* Start Raw data *
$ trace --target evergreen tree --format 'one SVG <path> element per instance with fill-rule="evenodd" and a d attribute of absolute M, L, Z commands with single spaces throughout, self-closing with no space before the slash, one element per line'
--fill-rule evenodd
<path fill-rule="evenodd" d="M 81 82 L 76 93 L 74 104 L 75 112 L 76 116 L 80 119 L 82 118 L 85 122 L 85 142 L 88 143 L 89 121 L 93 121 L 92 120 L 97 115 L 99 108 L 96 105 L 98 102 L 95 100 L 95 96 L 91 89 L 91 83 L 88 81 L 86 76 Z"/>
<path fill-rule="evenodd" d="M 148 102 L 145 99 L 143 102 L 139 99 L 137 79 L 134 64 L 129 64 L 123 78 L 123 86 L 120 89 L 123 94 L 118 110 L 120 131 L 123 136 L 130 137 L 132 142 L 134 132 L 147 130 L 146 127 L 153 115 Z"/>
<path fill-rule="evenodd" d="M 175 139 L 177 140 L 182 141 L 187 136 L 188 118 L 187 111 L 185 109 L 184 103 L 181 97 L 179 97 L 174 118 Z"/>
* End Raw data *
What is asked ->
Render the listing above as a Markdown table with the columns "Row" and "Line", where each non-blank line gets its own row number and blank lines are omitted.

Result of the exercise ->
| Row | Line |
|---|---|
| 1 | $ trace --target evergreen tree --format 'one SVG <path> element per instance with fill-rule="evenodd" and a d attribute of absolute M, L, Z commands with single spaces throughout, self-closing with no space before the slash, one element per line' |
| 2 | --fill-rule evenodd |
| 3 | <path fill-rule="evenodd" d="M 81 82 L 76 93 L 74 104 L 75 112 L 76 116 L 80 119 L 82 118 L 85 122 L 85 142 L 88 143 L 89 121 L 93 121 L 92 120 L 97 115 L 99 108 L 96 105 L 98 102 L 95 100 L 95 96 L 91 89 L 91 83 L 88 81 L 86 76 Z"/> |
| 4 | <path fill-rule="evenodd" d="M 148 102 L 145 99 L 143 102 L 139 99 L 137 79 L 134 64 L 129 64 L 123 78 L 123 86 L 120 89 L 123 94 L 118 110 L 120 131 L 123 136 L 130 137 L 132 142 L 134 132 L 147 130 L 146 127 L 153 115 Z"/> |
| 5 | <path fill-rule="evenodd" d="M 175 139 L 177 140 L 182 141 L 187 136 L 188 118 L 187 111 L 185 109 L 184 103 L 181 97 L 179 97 L 174 118 Z"/> |